• [Stored entries]

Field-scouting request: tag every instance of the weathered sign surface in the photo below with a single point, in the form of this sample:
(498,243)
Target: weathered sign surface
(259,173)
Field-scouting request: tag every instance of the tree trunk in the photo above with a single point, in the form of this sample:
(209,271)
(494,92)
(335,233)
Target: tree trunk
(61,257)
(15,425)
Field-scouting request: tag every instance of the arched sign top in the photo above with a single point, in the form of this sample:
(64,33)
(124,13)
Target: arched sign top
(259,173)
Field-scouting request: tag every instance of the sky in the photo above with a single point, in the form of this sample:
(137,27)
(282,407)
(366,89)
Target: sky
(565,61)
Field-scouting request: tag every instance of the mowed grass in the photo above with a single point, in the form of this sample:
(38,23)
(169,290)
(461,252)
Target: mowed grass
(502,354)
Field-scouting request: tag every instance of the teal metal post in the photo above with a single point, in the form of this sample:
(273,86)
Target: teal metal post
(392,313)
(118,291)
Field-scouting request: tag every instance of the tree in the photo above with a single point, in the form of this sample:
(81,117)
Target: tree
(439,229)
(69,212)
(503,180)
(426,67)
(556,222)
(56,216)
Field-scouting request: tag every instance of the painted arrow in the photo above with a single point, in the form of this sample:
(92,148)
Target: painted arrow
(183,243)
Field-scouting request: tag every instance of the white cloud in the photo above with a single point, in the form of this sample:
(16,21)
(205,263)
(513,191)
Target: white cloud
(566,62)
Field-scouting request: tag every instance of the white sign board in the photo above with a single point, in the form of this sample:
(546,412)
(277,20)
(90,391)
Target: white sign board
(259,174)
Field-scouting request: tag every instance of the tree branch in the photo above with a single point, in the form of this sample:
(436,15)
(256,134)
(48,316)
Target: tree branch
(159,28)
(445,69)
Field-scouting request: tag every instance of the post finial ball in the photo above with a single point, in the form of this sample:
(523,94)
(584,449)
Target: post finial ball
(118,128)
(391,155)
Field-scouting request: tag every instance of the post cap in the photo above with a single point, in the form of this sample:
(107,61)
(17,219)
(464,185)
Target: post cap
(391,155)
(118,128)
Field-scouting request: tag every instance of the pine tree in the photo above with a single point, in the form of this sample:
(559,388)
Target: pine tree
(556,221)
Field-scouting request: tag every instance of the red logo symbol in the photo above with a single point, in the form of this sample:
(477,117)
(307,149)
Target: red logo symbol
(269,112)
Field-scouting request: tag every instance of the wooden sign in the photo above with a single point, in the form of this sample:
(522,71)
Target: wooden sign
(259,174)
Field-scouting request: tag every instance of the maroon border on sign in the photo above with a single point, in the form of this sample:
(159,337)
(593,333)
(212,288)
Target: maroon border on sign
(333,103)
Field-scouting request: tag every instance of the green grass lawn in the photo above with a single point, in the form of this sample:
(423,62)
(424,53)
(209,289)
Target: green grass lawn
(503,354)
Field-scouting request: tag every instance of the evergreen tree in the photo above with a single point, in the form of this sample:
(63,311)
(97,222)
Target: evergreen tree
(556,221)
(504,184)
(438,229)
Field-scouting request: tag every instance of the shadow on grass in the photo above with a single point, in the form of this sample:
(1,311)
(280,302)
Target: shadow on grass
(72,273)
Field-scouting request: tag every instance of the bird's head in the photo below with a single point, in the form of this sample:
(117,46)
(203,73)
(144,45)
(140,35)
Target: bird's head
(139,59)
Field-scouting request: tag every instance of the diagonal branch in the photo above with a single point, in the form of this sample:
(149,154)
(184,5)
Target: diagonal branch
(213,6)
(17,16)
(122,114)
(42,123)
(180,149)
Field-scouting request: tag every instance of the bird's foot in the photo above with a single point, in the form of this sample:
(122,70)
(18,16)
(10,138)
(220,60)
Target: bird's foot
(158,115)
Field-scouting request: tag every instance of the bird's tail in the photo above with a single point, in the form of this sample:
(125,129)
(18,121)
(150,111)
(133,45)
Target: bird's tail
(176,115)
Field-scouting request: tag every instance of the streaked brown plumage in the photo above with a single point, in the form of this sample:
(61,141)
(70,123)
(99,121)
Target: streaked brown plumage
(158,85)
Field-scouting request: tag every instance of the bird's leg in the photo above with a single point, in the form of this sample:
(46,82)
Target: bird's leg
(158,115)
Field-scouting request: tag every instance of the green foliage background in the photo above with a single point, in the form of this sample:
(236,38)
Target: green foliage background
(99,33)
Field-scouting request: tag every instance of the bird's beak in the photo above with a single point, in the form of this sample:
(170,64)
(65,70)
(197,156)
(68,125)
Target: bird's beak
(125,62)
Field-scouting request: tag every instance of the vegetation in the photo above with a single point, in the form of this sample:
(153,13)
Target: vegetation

• [PROBLEM TO WORK ON] The lines to return are those in the records above that hold the word "vegetation".

• [THE ANSWER]
Field-scouting request: tag every instance of the vegetation in the photo above with a single point, in the form of this sample:
Target: vegetation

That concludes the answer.